───── Records for the exercise ─────
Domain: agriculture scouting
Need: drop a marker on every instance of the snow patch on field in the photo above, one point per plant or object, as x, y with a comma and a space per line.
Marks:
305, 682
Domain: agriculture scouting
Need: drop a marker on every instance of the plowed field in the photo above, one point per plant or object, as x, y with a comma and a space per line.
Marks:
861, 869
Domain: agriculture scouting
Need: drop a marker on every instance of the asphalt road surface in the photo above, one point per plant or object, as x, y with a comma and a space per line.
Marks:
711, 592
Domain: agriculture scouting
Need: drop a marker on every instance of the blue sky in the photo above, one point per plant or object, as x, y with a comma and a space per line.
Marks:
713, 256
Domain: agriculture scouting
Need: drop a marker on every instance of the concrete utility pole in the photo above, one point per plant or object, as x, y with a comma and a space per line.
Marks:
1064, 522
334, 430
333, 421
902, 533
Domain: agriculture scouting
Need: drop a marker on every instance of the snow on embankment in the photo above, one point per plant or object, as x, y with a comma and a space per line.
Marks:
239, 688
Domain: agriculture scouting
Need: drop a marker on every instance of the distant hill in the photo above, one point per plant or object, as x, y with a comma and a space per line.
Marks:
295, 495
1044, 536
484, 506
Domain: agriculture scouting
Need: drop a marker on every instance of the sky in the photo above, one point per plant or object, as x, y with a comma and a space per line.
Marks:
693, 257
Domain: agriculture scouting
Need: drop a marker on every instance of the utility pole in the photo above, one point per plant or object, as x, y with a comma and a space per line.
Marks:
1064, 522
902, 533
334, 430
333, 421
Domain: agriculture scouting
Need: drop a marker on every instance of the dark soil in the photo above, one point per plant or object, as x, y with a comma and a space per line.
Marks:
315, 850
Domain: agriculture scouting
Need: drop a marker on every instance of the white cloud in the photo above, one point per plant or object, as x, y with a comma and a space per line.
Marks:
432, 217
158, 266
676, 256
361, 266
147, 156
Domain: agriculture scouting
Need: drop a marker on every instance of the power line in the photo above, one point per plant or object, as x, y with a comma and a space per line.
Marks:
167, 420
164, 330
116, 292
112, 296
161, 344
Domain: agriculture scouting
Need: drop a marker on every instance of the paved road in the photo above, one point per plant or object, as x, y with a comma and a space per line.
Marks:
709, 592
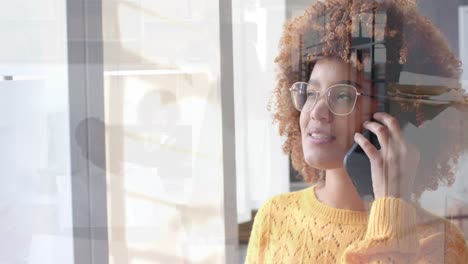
─────
Exercise requirements
Each record above needs to be transcribed word for word, with its pictures omitted.

Solution to the exercise
Domain: agriculture scouting
Need: drop a marker on every instance of the snow patch on field in the photo above, one point per plant or object, as x, y with a comma and a space per line.
Marks:
305, 682
Domain: agriculture scouting
Need: drop a marker on every instance of the plowed field in the photo above, one point per plant or object, as x, y with a comma and a space per line.
Marks:
861, 869
Domain: agriculture scouting
Need: drop a marker on every instance of the asphalt road surface in the photo above, one point per plant or object, as x, y with a comma and a space per line.
Marks:
711, 592
Domain: agriculture scouting
Need: drop a marker on every instance of the blue sky in the photo above, one point per plant or object, as x, y with a comma and a space per line.
Marks:
713, 256
Domain: agriculture scouting
Need: drop a marker on every instance of the concrete utility pole in the photo above, one point per plant or object, as x, y with a comma and a space per line.
Marks:
1064, 522
334, 430
333, 421
902, 533
Domain: agriculture scouting
Need: drop a marker on every instance of the snow on embankment in the photo above, one point per plant or object, as x, y with a comma and a space per line.
Marks:
239, 688
Domain: agriculture scouting
Need: drop a marker on every instance of the distant hill in the photo above, one point per plant or object, as x, y with a comma and a space per line.
Marks:
295, 495
1044, 536
484, 506
Domain: agriculture scouting
Need: drop a marker on every instance of the sky in the photo above, one point per plant or object, as x, y with a comma and a space per line.
Marks:
693, 257
Domain: agriculture scouting
Need: drop a marker on every instance of the utility pole in the photo above, one point per plant or object, as x, y with a comma and a space per line.
Marks:
1064, 522
902, 533
334, 430
333, 421
Domain: agriculture scouting
Need: drop a marker on every instance of the dark soil in the photo above, one point per plant or object, as x, y with a comma and a space per line.
Marks:
315, 850
Domain: agriculture scouting
Need: drop a marker on every instance of the white cloud in the photo above, one point per plant or object, as x, y with a comma and a space per line.
Marks:
432, 217
158, 266
676, 256
361, 266
147, 156
Domain: agriculture scouting
Need: drop a marker on every instance of the power line in the photo above, one point per plant or object, as x, y with a comma and a space per line.
Marks:
167, 420
164, 330
116, 292
112, 296
161, 344
Domain: agriculture scouting
Need: drop a marker on every instance of the paved road in the photo above, one point per plant or object, as x, y with a comma and a space per line.
Marks:
709, 592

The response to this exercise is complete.